- PROBLEM REQUIREMENTS:
Turn every line of the rows below into a numbered list, skipping blank lines and leaving out the pictures.

%%

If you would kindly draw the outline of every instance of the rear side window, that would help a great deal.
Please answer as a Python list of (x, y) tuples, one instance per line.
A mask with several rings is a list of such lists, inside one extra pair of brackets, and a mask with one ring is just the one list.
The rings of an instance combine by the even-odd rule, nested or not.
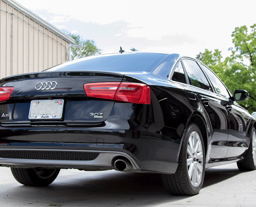
[(189, 59), (185, 59), (182, 61), (190, 84), (211, 91), (206, 77), (196, 62)]
[(179, 63), (175, 68), (171, 80), (177, 82), (186, 83), (184, 70), (181, 62)]
[(228, 98), (229, 98), (230, 96), (227, 88), (217, 76), (204, 65), (201, 64), (201, 65), (209, 77), (217, 93)]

%%

- RESULT OF THE EXERCISE:
1. If you would kindly draw the outline of every instance of the rear side window, that would help a great deal.
2. Please answer as a Python list of (x, y) tuples, one instance per line.
3. A mask with several rings is a list of such lists, inside one extra pair of brackets, and a mask with one ring is just the one list.
4. The rings of an instance combine by the even-odd rule, nested or not.
5. [(189, 59), (185, 59), (182, 61), (190, 84), (211, 91), (206, 77), (196, 62)]
6. [(179, 63), (175, 68), (171, 80), (177, 82), (186, 83), (184, 70), (181, 62)]
7. [(228, 98), (229, 98), (230, 96), (227, 88), (217, 76), (204, 65), (201, 64), (201, 65), (209, 77), (217, 93)]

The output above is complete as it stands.